▶ TASK INSTRUCTIONS
Reproduce every line of the material below verbatim, changing nothing.

[Saved dataset items]
>> Begin
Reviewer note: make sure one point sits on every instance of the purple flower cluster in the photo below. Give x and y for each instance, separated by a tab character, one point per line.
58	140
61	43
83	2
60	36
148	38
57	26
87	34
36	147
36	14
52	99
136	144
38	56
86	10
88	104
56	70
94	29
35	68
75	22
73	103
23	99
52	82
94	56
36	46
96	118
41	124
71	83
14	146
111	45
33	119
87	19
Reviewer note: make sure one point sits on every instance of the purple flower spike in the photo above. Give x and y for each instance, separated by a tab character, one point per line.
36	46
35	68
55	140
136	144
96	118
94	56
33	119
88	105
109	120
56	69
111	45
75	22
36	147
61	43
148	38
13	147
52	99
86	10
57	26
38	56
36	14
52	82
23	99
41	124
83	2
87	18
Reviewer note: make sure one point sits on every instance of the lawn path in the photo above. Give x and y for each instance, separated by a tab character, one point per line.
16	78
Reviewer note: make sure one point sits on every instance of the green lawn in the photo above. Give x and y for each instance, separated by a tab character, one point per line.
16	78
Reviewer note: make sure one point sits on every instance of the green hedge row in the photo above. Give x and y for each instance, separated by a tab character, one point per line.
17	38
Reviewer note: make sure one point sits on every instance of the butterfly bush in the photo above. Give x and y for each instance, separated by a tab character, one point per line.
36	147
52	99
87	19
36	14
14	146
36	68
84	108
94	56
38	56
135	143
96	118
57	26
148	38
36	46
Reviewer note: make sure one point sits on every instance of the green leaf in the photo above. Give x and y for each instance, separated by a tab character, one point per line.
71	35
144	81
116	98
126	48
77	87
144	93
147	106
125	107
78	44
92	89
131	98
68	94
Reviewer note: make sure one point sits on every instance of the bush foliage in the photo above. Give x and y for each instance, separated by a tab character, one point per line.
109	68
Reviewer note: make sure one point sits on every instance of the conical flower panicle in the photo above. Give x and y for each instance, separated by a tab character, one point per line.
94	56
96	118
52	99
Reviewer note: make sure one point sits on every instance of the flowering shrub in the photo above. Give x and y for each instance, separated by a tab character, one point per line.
>> End
▶ TASK ANSWER
Reviewer note: make sure one point sits on every instance of the purple flower cluster in the photo below. Give x and y for each instance, separated by a tab character, one point per line.
58	140
61	43
83	2
60	36
148	38
57	26
87	34
36	147
36	14
52	99
136	144
38	56
86	10
88	104
56	70
94	29
35	68
75	22
73	103
23	99
52	82
94	56
36	46
96	118
41	124
71	83
14	146
111	45
33	119
87	19
Reviewer note: make sure one point sits on every instance of the purple flower spike in the photo above. Give x and y for each instance, separated by a tab character, one point per line.
36	46
35	68
55	140
136	144
96	118
94	56
33	119
88	105
109	120
56	69
111	45
75	22
36	147
61	43
148	38
13	147
52	99
86	10
57	26
38	56
36	14
52	82
23	99
41	124
83	2
87	18
Reviewer note: make sure one point sits on every instance of the lawn path in the photo above. Give x and y for each instance, separated by a tab character, one point per line.
16	78
Reviewer note: make sure one point sits on every instance of the green lawn in the photo above. Give x and y for each instance, separated by a tab character, one point per line.
16	78
Reviewer note: make sure one point sits on every instance of the green hedge row in the photo above. Give x and y for each instance, separated by a tab character, one point per line.
17	38
Reviewer note: make sure one point sits on every instance of the butterfly bush in the photo above. Give x and y for each instance, separated by a tab character, one point per line.
36	147
52	99
87	19
36	14
14	146
36	68
84	108
94	56
38	56
135	143
96	118
57	26
148	38
36	46
Reviewer note: make sure one point sits on every instance of the green leaf in the photo above. Give x and y for each instance, separated by a tab character, one point per line.
71	35
144	81
116	98
126	48
77	87
144	93
147	106
125	107
78	44
92	89
131	98
68	94
Reviewer note: make sure one point sits on every instance of the bush foliage in the photo above. Give x and y for each instance, separated by a tab character, one point per line.
109	68
Reviewer note: make sure one point sits on every instance of the conical flower panicle in the photo above. Give x and y for each instance, separated by a tab character, one point per line.
94	56
96	118
52	99
Reviewer note: make sure one point sits on every instance of the flowering shrub in the photo above. Give x and y for each instance, separated by a tab character, one point per line.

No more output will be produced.